YOUR GOAL: Can you turn every line of the data below into a JSON list of strings, one string per line, with any blank lines left out?

━━━━━━

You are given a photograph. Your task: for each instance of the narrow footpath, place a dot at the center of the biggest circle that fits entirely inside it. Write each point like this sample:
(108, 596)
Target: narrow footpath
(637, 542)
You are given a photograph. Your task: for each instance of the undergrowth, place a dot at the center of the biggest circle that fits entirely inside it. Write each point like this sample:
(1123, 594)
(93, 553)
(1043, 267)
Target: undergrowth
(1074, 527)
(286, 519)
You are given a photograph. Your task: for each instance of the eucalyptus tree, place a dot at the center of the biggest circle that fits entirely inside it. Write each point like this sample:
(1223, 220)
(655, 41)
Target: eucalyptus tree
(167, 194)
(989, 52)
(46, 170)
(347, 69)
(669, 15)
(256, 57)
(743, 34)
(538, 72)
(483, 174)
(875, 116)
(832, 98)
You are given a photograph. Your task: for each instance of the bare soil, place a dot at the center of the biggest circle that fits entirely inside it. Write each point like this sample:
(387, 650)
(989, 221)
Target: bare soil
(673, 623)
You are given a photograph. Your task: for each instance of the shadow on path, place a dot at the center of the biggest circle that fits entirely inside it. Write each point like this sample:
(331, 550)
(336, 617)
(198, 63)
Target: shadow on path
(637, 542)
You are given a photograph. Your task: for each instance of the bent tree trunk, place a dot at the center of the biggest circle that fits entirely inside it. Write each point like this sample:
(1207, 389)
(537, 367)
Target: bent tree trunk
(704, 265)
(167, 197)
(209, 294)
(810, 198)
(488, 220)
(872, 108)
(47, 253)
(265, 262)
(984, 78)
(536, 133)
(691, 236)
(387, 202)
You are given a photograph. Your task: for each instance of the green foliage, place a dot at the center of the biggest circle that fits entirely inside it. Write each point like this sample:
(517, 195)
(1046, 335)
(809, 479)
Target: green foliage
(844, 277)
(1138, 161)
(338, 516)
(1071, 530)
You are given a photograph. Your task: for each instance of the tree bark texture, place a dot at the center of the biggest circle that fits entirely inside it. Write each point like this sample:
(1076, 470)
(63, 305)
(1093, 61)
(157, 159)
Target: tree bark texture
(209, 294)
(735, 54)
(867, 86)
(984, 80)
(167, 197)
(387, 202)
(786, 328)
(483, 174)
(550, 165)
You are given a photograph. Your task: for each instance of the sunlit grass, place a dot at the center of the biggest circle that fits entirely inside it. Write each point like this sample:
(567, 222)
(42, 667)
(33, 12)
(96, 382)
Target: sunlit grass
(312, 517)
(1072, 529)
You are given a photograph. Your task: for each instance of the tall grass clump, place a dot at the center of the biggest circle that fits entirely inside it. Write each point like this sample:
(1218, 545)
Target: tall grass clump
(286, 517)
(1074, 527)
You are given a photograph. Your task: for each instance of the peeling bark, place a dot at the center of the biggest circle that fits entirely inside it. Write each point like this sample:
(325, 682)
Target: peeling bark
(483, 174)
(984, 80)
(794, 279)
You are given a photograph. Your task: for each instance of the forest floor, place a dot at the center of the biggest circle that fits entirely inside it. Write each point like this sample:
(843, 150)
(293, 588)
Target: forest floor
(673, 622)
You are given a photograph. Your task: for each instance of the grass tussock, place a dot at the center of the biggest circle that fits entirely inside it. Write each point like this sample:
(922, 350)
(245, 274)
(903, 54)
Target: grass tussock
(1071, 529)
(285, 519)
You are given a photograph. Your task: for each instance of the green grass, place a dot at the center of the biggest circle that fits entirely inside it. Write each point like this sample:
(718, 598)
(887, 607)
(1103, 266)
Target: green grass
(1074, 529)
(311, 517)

━━━━━━

WRITTEN REPLY:
[
  "You are given a photograph. Your task: for each instance of the narrow footpath, place a dot at the center of the biggest circle that fits entirely inside it. Write each point like this sample:",
  "(108, 596)",
  "Target: narrow footpath",
  "(637, 542)",
  "You are given a photograph. Your task: for each instance of the undergrowth, place a dot at the center of the biggest circle that fits entirely inside it. Write each point like this sample:",
  "(1123, 594)",
  "(93, 553)",
  "(1043, 267)",
  "Target: undergrowth",
  "(1074, 527)",
  "(286, 519)",
  "You are given a photograph. Your task: for each instance of the eucalyptus tree, place a dot at the center of the biggest circle that fits entirely inside it. Write each point like this sample:",
  "(1223, 220)",
  "(655, 41)",
  "Target: eucalyptus tree",
  "(167, 194)",
  "(989, 52)",
  "(46, 170)",
  "(347, 69)",
  "(669, 15)",
  "(256, 57)",
  "(743, 34)",
  "(538, 72)",
  "(483, 174)",
  "(875, 116)",
  "(832, 98)",
  "You are given a photograph. Your task: for each instance of the bare soil, place a dot at the center of the biggest circle that fits entirely inside it. Write each point like this sample:",
  "(387, 650)",
  "(989, 221)",
  "Target: bare soil",
  "(673, 623)",
  "You are given a photograph. Your task: for each instance of the shadow on path, place a dot at the center of the biggest circle that fits entirely inside it. Write each point like this sample:",
  "(331, 550)",
  "(336, 617)",
  "(198, 63)",
  "Target: shadow on path",
  "(637, 542)",
  "You are given a photograph. Your task: for each instance of the bent tree trunk, place a dot at the center of the biggest circle that fits entirely inside it. Write each point like this sample:",
  "(1207, 389)",
  "(537, 367)",
  "Target: bent tree trunk",
  "(704, 265)",
  "(167, 197)",
  "(209, 294)",
  "(810, 198)",
  "(488, 220)",
  "(872, 108)",
  "(47, 253)",
  "(265, 262)",
  "(984, 78)",
  "(536, 133)",
  "(691, 236)",
  "(387, 202)",
  "You are given a photograph. Your task: for each instance of the green foliage, place a dot at the center of the biggest circle that fits entirely inside it. Write each point like this sample:",
  "(517, 195)",
  "(1046, 335)",
  "(809, 479)",
  "Target: green foliage",
  "(844, 277)",
  "(1138, 161)",
  "(338, 516)",
  "(1071, 530)",
  "You are given a photograph. Your task: for each instance of the tree bark texture, place a dot at the center of the biggest circle that fits entirely inside it. Write each point like this sample:",
  "(1076, 470)",
  "(63, 305)",
  "(1093, 61)",
  "(157, 159)",
  "Target: tree bark texture",
  "(209, 294)",
  "(735, 54)",
  "(867, 86)",
  "(984, 80)",
  "(167, 197)",
  "(387, 202)",
  "(786, 328)",
  "(483, 174)",
  "(550, 165)",
  "You are given a photograph. Your task: for each instance of the sunlit grass, place a dot at the center of the biggest circle that fits entirely inside it. Write each point like this sample:",
  "(567, 222)",
  "(42, 667)",
  "(33, 12)",
  "(96, 382)",
  "Target: sunlit grass",
  "(312, 517)",
  "(1072, 529)",
  "You are given a photograph. Your task: for each instance of the tall grass clump, place a dot at the center of the biggest circle that fits entirely inside it. Write each point like this sample:",
  "(1218, 545)",
  "Target: tall grass clump",
  "(286, 517)",
  "(1074, 527)",
  "You are given a photograph. Your task: for each instance of the peeling bark, place a dot at the center of the biggest circle that fits entirely inside it. Write each point like this sample:",
  "(325, 682)",
  "Target: peeling bark",
  "(483, 174)",
  "(984, 80)",
  "(794, 279)",
  "You are given a photograph. Your task: for each instance of the forest floor, place a dot at the center of the biggest circle that fits entirely inside it. Write each point like this sample:",
  "(843, 150)",
  "(293, 588)",
  "Target: forest floor",
  "(673, 622)",
  "You are given a photograph. Your task: for each instance of the grass tussock, place a dot at the center of the biggest circle that fits entirely inside it. Write each point like this sample:",
  "(922, 350)",
  "(245, 274)",
  "(903, 54)",
  "Target: grass tussock",
  "(1071, 529)",
  "(285, 519)",
  "You are given a photograph. Your task: for each instance of the green grass, place a dot at the center of the biggest circle that fits entirely inside it. Write each point like this sample:",
  "(718, 598)",
  "(887, 607)",
  "(1103, 266)",
  "Target: green grass",
  "(1074, 529)",
  "(311, 517)"
]